- _Excerpt to read_:
Snapshots

‘Rez Life’ Is a Humane, Grim and Hopeful Portrait of Today’s American Indians < PopMatters

Recently, the New York Times reported on the Oglala Sioux tribe’s federal lawsuit against liquor dealers in Whiteclay, Nebraska, a town standing a few hundred yards from the boundaries of the Pine Ridge reservation and the South Dakota state line. Merchants there sell an average of 13,000 cans of beer and malt liquor a day, mostly to Indians, who are not allowed to drink on the reservation. At Pine Ridge, four in five families have someone with a drinking problem, and fetal alcohol syndrome or fetal alcohol spectrum disorder afflicts one in four babies.

Somber as it is, the New York Times story paints a familiar picture of life on the nation’s Indian reservations. Pine Ridge and others are among the poorest places in the United States, with health indicators suggestive of Third World nations. It’s easy to conclude that for Native Americans, already burdened by a history of loss, the future might be even worse.

- _Exercise 1_: Repeat the stretch of the reservation passage from "Somber as it" through "be even worse." word for word.
The reservation passage and the rows after it are unrelated material.

- _Material provided_:
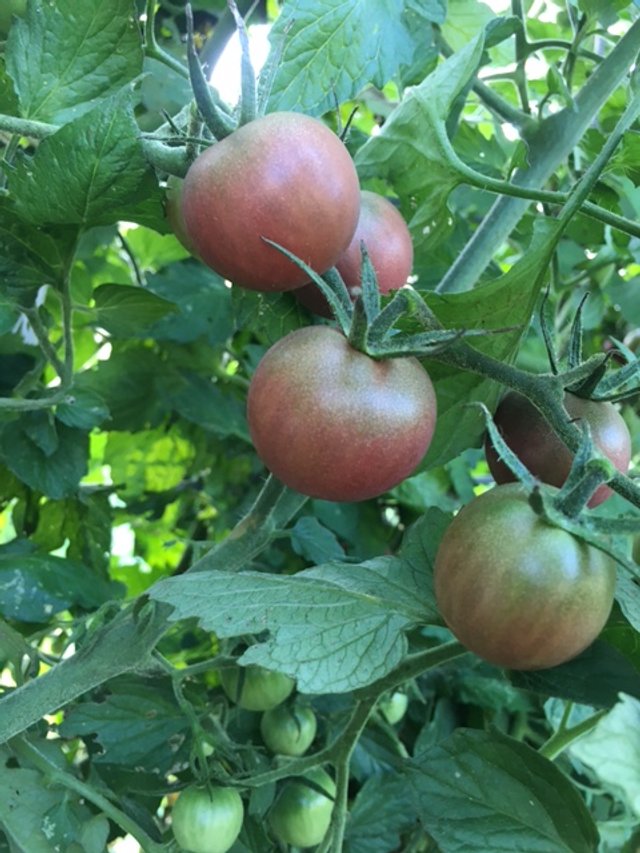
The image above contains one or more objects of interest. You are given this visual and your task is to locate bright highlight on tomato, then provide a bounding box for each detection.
[294,190,413,317]
[182,112,360,291]
[171,786,244,853]
[220,665,295,711]
[434,483,616,669]
[247,326,436,501]
[269,767,336,847]
[485,391,631,507]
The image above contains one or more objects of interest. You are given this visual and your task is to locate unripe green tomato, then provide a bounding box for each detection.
[171,786,244,853]
[378,690,409,726]
[269,767,336,847]
[220,665,295,711]
[0,0,27,35]
[260,705,318,755]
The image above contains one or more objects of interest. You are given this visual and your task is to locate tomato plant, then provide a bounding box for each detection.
[182,113,360,291]
[247,326,436,501]
[485,392,631,507]
[378,690,409,726]
[260,705,318,755]
[171,786,244,853]
[434,483,616,669]
[294,190,413,317]
[0,0,27,34]
[220,666,294,711]
[269,767,336,847]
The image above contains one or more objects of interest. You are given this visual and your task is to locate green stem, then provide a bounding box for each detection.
[142,0,189,80]
[538,710,608,761]
[437,20,640,293]
[9,737,166,853]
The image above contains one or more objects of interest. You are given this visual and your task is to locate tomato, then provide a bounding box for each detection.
[269,767,336,847]
[378,690,409,726]
[294,190,413,317]
[260,705,317,755]
[434,483,616,669]
[171,786,244,853]
[247,326,436,501]
[0,0,27,35]
[220,665,295,711]
[182,112,360,291]
[165,175,198,255]
[485,391,631,507]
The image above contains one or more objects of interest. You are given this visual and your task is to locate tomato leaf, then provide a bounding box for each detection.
[407,729,598,853]
[9,90,159,227]
[7,0,142,123]
[268,0,414,115]
[150,557,436,693]
[355,35,483,267]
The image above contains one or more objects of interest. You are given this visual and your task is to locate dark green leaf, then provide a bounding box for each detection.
[269,0,414,115]
[93,284,177,338]
[291,515,344,563]
[9,91,155,228]
[7,0,142,123]
[151,557,434,693]
[407,729,598,853]
[0,418,89,498]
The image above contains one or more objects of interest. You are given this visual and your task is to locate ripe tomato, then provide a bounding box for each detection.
[434,483,616,669]
[294,190,413,317]
[269,767,336,847]
[378,690,409,726]
[171,786,244,853]
[485,392,631,507]
[165,175,198,255]
[182,112,360,291]
[260,705,317,755]
[247,326,436,501]
[220,665,295,711]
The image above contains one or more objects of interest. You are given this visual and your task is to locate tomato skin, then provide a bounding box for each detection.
[220,664,295,711]
[378,690,409,726]
[171,786,244,853]
[434,483,616,669]
[260,705,318,755]
[182,112,360,291]
[269,767,336,847]
[485,392,631,507]
[247,326,437,501]
[294,190,413,317]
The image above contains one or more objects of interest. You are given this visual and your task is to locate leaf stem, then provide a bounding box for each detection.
[9,737,166,853]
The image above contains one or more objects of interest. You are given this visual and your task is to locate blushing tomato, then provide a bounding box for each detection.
[247,326,436,501]
[434,483,616,669]
[220,665,295,711]
[485,391,631,507]
[182,112,360,291]
[269,767,336,847]
[171,786,244,853]
[294,190,413,317]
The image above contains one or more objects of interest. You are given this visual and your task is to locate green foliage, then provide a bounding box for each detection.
[0,0,640,853]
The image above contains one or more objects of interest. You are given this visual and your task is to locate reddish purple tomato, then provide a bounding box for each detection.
[434,483,616,669]
[248,326,436,501]
[295,190,413,317]
[165,175,198,255]
[485,391,631,507]
[182,112,360,291]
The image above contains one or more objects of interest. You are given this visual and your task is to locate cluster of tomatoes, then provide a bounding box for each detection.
[170,113,631,684]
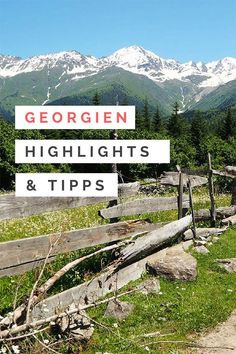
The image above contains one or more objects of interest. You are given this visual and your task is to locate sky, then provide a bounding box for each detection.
[0,0,236,62]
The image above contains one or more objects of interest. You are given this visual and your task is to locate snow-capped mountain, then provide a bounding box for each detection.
[0,46,236,117]
[0,46,236,87]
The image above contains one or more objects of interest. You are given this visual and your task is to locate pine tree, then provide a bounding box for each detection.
[222,108,236,139]
[92,91,100,106]
[152,106,163,132]
[191,112,208,165]
[121,95,129,106]
[168,102,186,138]
[142,98,150,130]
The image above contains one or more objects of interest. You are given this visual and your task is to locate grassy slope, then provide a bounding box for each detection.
[0,190,236,354]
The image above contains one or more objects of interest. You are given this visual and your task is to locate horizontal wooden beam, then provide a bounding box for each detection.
[0,220,158,277]
[212,170,236,178]
[194,205,236,221]
[99,195,189,219]
[31,215,192,320]
[160,172,207,187]
[0,182,139,220]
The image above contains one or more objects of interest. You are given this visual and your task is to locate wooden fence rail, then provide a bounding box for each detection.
[0,182,140,220]
[0,220,158,277]
[99,195,189,219]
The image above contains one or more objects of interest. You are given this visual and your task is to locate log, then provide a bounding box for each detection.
[184,227,226,240]
[119,215,192,267]
[31,253,149,320]
[160,172,207,188]
[31,215,192,321]
[225,166,236,177]
[99,195,189,219]
[0,182,139,220]
[0,220,158,277]
[212,169,235,178]
[195,205,236,221]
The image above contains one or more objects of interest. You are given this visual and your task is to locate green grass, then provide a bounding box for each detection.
[0,188,236,354]
[86,229,236,354]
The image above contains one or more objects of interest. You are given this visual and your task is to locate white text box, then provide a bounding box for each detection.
[15,106,135,130]
[15,173,118,197]
[15,140,170,164]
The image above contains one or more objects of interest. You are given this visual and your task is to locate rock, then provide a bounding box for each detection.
[217,258,236,273]
[184,227,226,241]
[105,299,134,320]
[194,246,209,254]
[184,229,193,241]
[57,305,94,340]
[147,244,197,280]
[137,278,161,295]
[195,240,207,246]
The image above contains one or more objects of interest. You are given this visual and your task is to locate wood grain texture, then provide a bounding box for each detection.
[99,195,189,219]
[0,220,158,277]
[160,172,207,188]
[0,182,139,220]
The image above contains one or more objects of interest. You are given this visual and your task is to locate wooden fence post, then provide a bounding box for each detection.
[231,177,236,205]
[178,170,184,219]
[187,179,197,239]
[208,153,216,226]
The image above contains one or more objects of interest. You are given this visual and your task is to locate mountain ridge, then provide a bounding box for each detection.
[0,45,236,118]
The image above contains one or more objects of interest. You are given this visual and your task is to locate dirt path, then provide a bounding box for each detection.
[197,311,236,354]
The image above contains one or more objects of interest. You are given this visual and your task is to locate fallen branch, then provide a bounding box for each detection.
[119,215,192,268]
[0,289,138,342]
[0,241,130,327]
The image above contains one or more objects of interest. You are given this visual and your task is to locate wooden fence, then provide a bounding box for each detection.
[0,156,236,277]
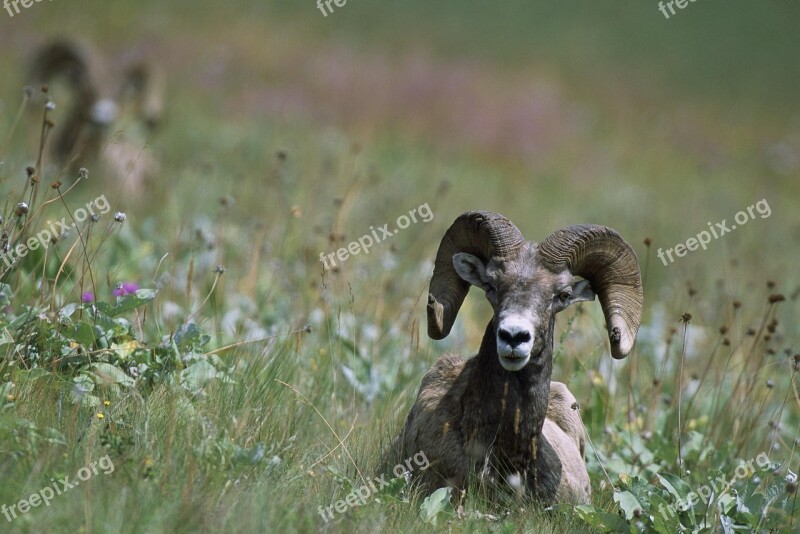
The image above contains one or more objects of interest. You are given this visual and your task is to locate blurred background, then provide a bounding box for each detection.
[0,0,800,530]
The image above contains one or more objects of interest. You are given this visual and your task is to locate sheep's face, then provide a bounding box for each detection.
[453,243,594,371]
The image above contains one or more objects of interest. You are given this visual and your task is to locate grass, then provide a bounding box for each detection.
[0,1,800,532]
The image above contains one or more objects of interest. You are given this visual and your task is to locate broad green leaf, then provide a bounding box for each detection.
[419,487,453,526]
[614,491,643,521]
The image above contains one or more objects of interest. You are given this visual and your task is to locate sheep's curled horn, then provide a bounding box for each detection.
[28,39,164,161]
[537,224,643,359]
[427,212,643,359]
[428,211,525,339]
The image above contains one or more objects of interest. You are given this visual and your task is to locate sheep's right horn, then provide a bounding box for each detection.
[29,40,99,161]
[428,211,525,339]
[538,224,643,359]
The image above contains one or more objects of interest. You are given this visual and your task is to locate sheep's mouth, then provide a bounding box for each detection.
[500,352,531,371]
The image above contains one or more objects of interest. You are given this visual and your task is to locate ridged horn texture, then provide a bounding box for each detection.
[428,211,525,339]
[29,40,99,161]
[537,224,643,359]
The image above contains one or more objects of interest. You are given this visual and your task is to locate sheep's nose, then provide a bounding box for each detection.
[497,325,531,348]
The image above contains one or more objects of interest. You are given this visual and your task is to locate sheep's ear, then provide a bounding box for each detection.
[453,252,491,290]
[566,280,595,306]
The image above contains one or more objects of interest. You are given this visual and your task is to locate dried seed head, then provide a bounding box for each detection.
[784,471,797,493]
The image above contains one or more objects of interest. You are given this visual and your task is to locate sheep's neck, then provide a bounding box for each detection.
[463,323,553,482]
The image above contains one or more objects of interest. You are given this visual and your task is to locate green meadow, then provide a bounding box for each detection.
[0,0,800,534]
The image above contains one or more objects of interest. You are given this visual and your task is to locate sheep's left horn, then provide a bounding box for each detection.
[538,224,643,359]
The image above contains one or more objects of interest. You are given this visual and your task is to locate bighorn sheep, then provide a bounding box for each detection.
[395,212,642,503]
[28,40,163,193]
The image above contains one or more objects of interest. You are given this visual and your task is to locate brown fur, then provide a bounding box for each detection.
[396,325,591,503]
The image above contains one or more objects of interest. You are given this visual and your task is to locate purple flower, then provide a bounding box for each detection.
[111,282,139,297]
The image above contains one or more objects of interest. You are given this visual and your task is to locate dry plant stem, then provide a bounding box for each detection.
[0,91,30,159]
[186,273,222,323]
[275,379,366,490]
[677,321,689,477]
[686,336,722,419]
[647,335,672,432]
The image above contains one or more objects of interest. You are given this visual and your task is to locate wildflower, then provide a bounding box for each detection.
[111,282,139,297]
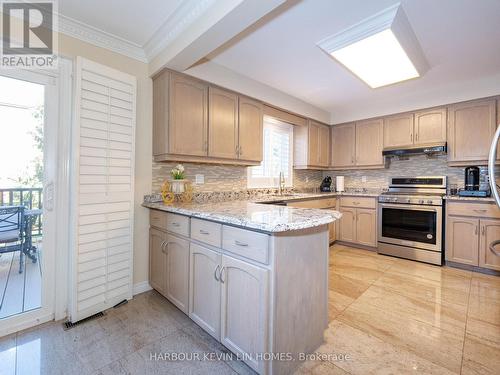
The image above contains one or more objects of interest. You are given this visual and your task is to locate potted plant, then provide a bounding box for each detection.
[170,164,187,194]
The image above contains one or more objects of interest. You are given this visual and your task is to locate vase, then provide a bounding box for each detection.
[171,180,187,194]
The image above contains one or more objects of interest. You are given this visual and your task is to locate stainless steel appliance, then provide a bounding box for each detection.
[378,176,447,265]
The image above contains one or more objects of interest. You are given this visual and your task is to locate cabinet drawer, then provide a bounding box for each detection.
[287,198,337,208]
[446,202,500,218]
[222,225,269,264]
[167,213,189,237]
[191,219,222,247]
[340,197,377,208]
[149,210,168,230]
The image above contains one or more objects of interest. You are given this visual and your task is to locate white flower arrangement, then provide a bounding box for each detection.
[170,164,184,180]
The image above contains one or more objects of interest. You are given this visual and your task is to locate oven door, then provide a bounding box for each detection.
[378,203,443,251]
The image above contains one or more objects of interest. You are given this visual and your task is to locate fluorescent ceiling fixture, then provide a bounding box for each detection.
[318,4,428,88]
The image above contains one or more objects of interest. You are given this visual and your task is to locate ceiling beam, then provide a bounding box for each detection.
[149,0,286,76]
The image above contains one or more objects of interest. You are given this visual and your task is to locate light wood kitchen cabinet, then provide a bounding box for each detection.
[445,200,500,271]
[238,96,263,163]
[446,216,479,266]
[220,255,269,371]
[448,99,497,165]
[414,108,446,145]
[293,120,330,169]
[356,208,377,247]
[189,243,222,340]
[208,86,238,159]
[339,207,356,242]
[331,123,356,168]
[338,196,377,247]
[167,73,208,156]
[149,228,167,295]
[355,119,384,167]
[164,234,189,314]
[479,219,500,271]
[383,113,414,148]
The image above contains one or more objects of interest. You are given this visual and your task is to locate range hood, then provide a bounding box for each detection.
[382,142,447,156]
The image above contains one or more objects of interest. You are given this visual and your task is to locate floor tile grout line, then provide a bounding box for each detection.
[460,278,472,374]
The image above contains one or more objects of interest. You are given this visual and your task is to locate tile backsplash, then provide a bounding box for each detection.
[152,161,323,193]
[323,155,470,189]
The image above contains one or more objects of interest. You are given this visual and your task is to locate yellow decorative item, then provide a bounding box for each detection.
[161,181,175,204]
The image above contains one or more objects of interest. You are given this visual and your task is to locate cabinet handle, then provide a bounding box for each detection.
[219,267,226,284]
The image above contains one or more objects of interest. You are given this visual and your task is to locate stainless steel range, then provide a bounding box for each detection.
[378,176,446,265]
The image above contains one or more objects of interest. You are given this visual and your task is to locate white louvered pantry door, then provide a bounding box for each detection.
[70,57,136,322]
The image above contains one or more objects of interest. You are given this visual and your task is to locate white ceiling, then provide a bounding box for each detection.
[59,0,183,46]
[209,0,500,120]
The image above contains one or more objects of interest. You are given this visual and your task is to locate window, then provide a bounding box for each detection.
[247,117,293,188]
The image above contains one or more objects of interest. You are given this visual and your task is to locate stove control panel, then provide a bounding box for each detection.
[378,194,443,206]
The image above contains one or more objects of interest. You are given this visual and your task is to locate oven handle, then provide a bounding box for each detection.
[378,203,443,213]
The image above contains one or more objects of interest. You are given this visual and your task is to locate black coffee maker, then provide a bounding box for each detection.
[465,167,479,191]
[319,176,332,192]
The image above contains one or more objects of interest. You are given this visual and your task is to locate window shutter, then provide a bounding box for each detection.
[70,57,136,322]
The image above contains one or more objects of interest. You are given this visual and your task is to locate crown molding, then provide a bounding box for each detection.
[59,14,148,63]
[144,0,216,61]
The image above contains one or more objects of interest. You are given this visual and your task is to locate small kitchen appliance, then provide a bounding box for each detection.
[378,176,447,265]
[319,176,332,192]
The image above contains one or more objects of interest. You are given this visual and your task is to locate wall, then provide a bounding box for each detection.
[152,162,322,193]
[59,34,153,284]
[323,155,464,189]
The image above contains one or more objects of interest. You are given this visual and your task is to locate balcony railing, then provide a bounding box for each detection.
[0,188,43,236]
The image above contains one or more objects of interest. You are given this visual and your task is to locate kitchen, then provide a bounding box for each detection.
[0,0,500,374]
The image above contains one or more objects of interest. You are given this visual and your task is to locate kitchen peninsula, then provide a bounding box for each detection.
[144,201,340,374]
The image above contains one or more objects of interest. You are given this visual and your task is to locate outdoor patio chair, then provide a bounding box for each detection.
[0,206,25,273]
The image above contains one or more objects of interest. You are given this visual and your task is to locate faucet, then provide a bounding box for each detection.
[278,172,285,195]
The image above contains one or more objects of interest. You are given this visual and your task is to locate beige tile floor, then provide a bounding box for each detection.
[0,246,500,375]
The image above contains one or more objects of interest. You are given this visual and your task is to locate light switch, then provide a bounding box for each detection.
[194,174,205,185]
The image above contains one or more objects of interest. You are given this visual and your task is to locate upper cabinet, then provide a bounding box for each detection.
[331,119,384,169]
[356,119,384,167]
[384,113,414,148]
[153,70,263,165]
[293,120,330,169]
[448,99,496,165]
[208,87,238,159]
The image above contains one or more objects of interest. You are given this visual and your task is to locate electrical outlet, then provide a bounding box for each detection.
[194,174,205,185]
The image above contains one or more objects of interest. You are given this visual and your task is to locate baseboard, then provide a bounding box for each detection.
[132,281,153,296]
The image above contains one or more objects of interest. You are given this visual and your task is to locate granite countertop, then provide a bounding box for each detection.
[143,201,342,233]
[444,195,495,202]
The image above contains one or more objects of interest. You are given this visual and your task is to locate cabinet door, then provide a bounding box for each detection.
[165,234,189,314]
[149,229,167,295]
[384,114,413,148]
[319,125,330,167]
[415,108,446,145]
[339,207,356,242]
[208,87,238,159]
[308,121,321,166]
[356,208,377,247]
[356,119,384,166]
[221,255,269,373]
[332,123,356,167]
[168,73,208,156]
[448,99,496,162]
[238,96,264,162]
[446,216,479,266]
[189,243,221,340]
[479,220,500,271]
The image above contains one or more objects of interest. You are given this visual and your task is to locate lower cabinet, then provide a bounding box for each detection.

- _Exercise 2_: In the rows, swap "light wood" for "pale oak" in the stretch from the line containing "locate white flower" through the line containing "[460,278,472,374]", and return only those lines with everything else left as it stands.

- _Task response 1_:
Somber as it is, the New York Times story paints a familiar picture of life on the nation’s Indian reservations. Pine Ridge and others are among the poorest places in the United States, with health indicators suggestive of Third World nations. It’s easy to conclude that for Native Americans, already burdened by a history of loss, the future might be even worse.

- _Task response 2_:
The image above contains one or more objects of interest. You are given this visual and your task is to locate white flower arrangement, then provide a bounding box for each detection.
[170,164,184,180]
The image above contains one or more objects of interest. You are given this visual and your task is to locate oven door, then provide a bounding box for each detection.
[378,203,443,251]
The image above contains one or more objects of interest. You are given this visual and your task is to locate fluorescent ceiling fixture, then provide a bounding box for each detection.
[318,4,428,88]
The image above contains one or more objects of interest. You are given this visual and your task is to locate ceiling beam, then provide a bounding box for each detection.
[149,0,286,76]
The image above contains one or more objects of interest. You are given this visual and your task is to locate pale oak kitchen cabinet, then provide a bounding box for each detection.
[445,200,500,271]
[238,96,263,163]
[446,216,479,266]
[220,255,269,371]
[448,99,497,165]
[414,108,446,145]
[293,120,330,169]
[356,208,377,247]
[189,243,222,340]
[208,86,238,159]
[339,207,356,242]
[331,123,356,168]
[338,196,377,247]
[167,73,208,156]
[149,228,167,295]
[355,119,384,167]
[164,234,189,314]
[479,219,500,271]
[383,113,414,148]
The image above contains one or more objects of interest. You are given this visual and your task is to locate range hood, then provide a bounding box for each detection.
[382,142,447,156]
The image above contains one or more objects of interest. You are given this visual and your task is to locate floor tile grout line, then provide a bounding box for each detection.
[460,278,472,374]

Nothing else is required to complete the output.